**** Data for processing

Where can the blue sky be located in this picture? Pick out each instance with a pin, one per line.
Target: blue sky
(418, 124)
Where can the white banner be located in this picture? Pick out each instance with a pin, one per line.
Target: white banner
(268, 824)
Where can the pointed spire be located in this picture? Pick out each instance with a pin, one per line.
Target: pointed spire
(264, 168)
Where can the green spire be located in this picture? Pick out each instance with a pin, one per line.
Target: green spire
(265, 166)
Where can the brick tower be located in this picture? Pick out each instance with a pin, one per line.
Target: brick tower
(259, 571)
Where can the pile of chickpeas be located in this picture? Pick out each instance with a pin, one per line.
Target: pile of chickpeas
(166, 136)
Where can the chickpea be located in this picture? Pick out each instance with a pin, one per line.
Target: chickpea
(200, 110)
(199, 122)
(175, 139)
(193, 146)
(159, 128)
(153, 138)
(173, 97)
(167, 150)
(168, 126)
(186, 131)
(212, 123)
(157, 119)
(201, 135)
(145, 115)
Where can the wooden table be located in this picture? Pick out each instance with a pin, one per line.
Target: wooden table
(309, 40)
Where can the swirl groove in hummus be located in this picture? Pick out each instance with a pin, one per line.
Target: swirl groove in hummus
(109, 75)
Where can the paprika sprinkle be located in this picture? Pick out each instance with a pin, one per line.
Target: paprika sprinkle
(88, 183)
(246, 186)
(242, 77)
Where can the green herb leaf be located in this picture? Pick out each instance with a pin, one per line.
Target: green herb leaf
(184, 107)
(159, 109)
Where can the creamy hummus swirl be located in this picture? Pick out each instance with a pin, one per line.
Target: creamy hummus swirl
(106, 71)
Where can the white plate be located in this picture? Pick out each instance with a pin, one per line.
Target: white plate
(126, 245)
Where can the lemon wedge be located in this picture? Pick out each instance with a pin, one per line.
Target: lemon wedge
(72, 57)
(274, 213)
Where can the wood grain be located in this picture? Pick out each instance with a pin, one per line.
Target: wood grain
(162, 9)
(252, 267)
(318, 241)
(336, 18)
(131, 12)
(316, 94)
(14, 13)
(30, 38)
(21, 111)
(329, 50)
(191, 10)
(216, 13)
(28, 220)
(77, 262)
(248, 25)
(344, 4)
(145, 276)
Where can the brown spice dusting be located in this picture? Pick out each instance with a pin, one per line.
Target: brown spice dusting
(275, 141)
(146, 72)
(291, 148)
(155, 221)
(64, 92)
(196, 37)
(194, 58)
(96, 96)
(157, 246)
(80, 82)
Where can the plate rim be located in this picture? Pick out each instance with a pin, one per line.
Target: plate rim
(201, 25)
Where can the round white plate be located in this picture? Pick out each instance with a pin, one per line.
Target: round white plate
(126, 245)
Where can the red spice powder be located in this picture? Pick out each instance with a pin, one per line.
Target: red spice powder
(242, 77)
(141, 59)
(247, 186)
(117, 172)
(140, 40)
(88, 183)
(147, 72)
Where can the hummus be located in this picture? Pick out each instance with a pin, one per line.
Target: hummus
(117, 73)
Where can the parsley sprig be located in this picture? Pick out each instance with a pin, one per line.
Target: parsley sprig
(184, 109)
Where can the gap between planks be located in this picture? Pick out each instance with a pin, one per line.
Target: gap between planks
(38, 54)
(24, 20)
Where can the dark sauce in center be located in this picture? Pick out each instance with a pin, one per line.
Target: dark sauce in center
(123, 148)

********

### Exercise requirements
Rewrite every line of the data above as a numbered list, omitting any blank lines.

### Solution for this exercise
1. Where can the blue sky be located in this picture? Pick out each instance with a pin, one per line.
2. Target: blue sky
3. (418, 124)
4. Where can the white banner be located in this picture? Pick out each instance with a pin, one per line.
5. Target: white banner
6. (268, 824)
7. Where can the pointed spire be located in this picture? Pick out each instance with a pin, one per line.
8. Target: pointed spire
9. (264, 168)
10. Where can the green spire be located in this picture? Pick out each instance with a pin, one per line.
11. Target: green spire
12. (265, 166)
13. Where can the brick tower be located in this picture? Pick out each instance with a pin, one per line.
14. Target: brick tower
15. (259, 571)
16. Where can the pile of chickpeas be located in this picture? Pick out each instance with a pin, one per line.
17. Target: pile of chickpeas
18. (166, 136)
19. Where can the chickpea be located in this picture? Pick out each instance with a pin, one per line.
20. Target: chickpea
21. (200, 110)
22. (199, 122)
23. (175, 139)
24. (193, 146)
25. (159, 128)
26. (153, 138)
27. (173, 97)
28. (167, 150)
29. (168, 126)
30. (186, 131)
31. (212, 123)
32. (157, 119)
33. (201, 135)
34. (145, 115)
35. Where can the wooden table be located in this picture? Pick out each instance with a pin, one per line.
36. Target: wooden table
37. (309, 40)
38. Where can the swirl groove in hummus be located in this picture? Pick out each instance with a pin, one per line.
39. Target: swirl groove in hummus
40. (109, 75)
41. Where can the paprika sprinkle be located in this picture? Pick out each instance with a pin, one per line.
42. Target: paprika sprinkle
43. (88, 183)
44. (246, 186)
45. (242, 77)
46. Where can the green herb leaf be located in this picture? Pick out each instance with a pin, one per line.
47. Target: green herb leaf
48. (184, 107)
49. (159, 109)
50. Where can the creamy hummus swirl be located in this picture? Pick out each instance with a pin, one per line.
51. Target: creamy hummus swirl
52. (106, 71)
53. Where can the white plate be located in this picture? Pick out each instance with a pin, one per line.
54. Target: white plate
55. (126, 245)
56. Where can the lemon wedge be located in this picture? Pick out each instance with a pin, one per line.
57. Target: lemon wedge
58. (72, 57)
59. (274, 213)
60. Where can the wood grain be located in this picture? Pick out each instance with a pin, one per line.
61. Target: wood grain
62. (162, 9)
63. (252, 267)
64. (318, 241)
65. (336, 18)
66. (131, 12)
67. (316, 94)
68. (14, 13)
69. (30, 38)
70. (21, 111)
71. (329, 50)
72. (191, 10)
73. (216, 13)
74. (28, 220)
75. (77, 262)
76. (248, 25)
77. (344, 4)
78. (145, 276)
79. Where can the brown spice dusting be located in this picture? Pick out each instance with a pin, one per line.
80. Target: brown spice dusting
81. (275, 141)
82. (146, 72)
83. (291, 148)
84. (155, 221)
85. (64, 92)
86. (196, 37)
87. (194, 58)
88. (96, 96)
89. (157, 246)
90. (80, 82)
91. Where can the plate rim be located in this picture? Pick out each instance with a pin, one per line.
92. Target: plate rim
93. (201, 25)
94. Where can the round white plate be located in this picture? Pick out each instance with a pin, one per line.
95. Target: round white plate
96. (126, 245)
97. Where can the red spice powder be located in this picture? Pick out each instance with a pin, one per line.
98. Target: red spice powder
99. (242, 77)
100. (141, 59)
101. (247, 186)
102. (117, 172)
103. (140, 40)
104. (88, 183)
105. (147, 72)
106. Where can the hummus be located in this picture? Pick out each instance with a pin, one per line.
107. Target: hummus
108. (117, 73)
109. Where can the parsley sprig be located in this picture? Pick out each instance with a pin, one per line.
110. Target: parsley sprig
111. (184, 109)
112. Where can the gap between planks be located in this picture? Pick out each instance with a pin, one per line.
113. Target: gap between planks
114. (38, 54)
115. (24, 20)
116. Where can the dark sauce in center be located in this picture? Pick out each instance with a pin, one per line.
117. Target: dark sauce in center
118. (123, 148)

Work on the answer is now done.